• EXERCISE GOAL: Scan the entries for the word "request". Every line that has it should be copied.

• THE RECORDS:
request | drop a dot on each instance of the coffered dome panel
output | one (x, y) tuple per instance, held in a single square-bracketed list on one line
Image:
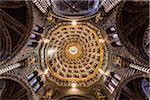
[(74, 54)]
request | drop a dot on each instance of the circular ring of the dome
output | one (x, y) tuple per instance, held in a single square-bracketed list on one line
[(81, 67), (20, 82), (125, 82), (68, 15), (123, 37), (15, 27)]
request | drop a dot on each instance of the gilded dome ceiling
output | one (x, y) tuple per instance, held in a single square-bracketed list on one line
[(74, 50), (74, 53)]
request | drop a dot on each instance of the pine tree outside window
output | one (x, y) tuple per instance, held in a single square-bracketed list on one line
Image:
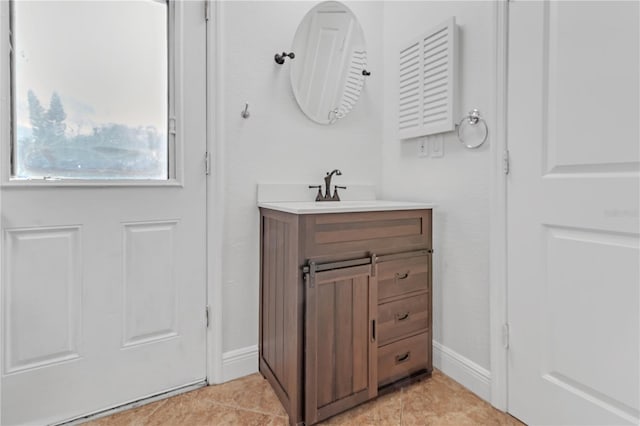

• SOLUTION FOR THIS PROBLEM:
request | drop a dot on each instance of the coffered dome panel
request | drop a dot on each instance of the circular ring of the dome
request | drop a dot on each instance of the gilded dome ceiling
request | drop a dot on each instance of the pine tree outside window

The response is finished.